→ **Exercise**
Reproduce the data, keeping every word exactly as it is.

→ **Working data**

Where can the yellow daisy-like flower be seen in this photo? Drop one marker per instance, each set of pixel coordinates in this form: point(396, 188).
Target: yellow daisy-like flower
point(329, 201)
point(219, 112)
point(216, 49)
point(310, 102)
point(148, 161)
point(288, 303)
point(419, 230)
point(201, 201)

→ **Response for this exercise**
Where can the yellow daisy-like flower be seen in this photo? Drop one marker per instance, each set of pixel coordinates in this form: point(396, 188).
Target: yellow daisy-like flower
point(329, 201)
point(219, 112)
point(216, 49)
point(310, 102)
point(148, 161)
point(288, 303)
point(419, 230)
point(201, 201)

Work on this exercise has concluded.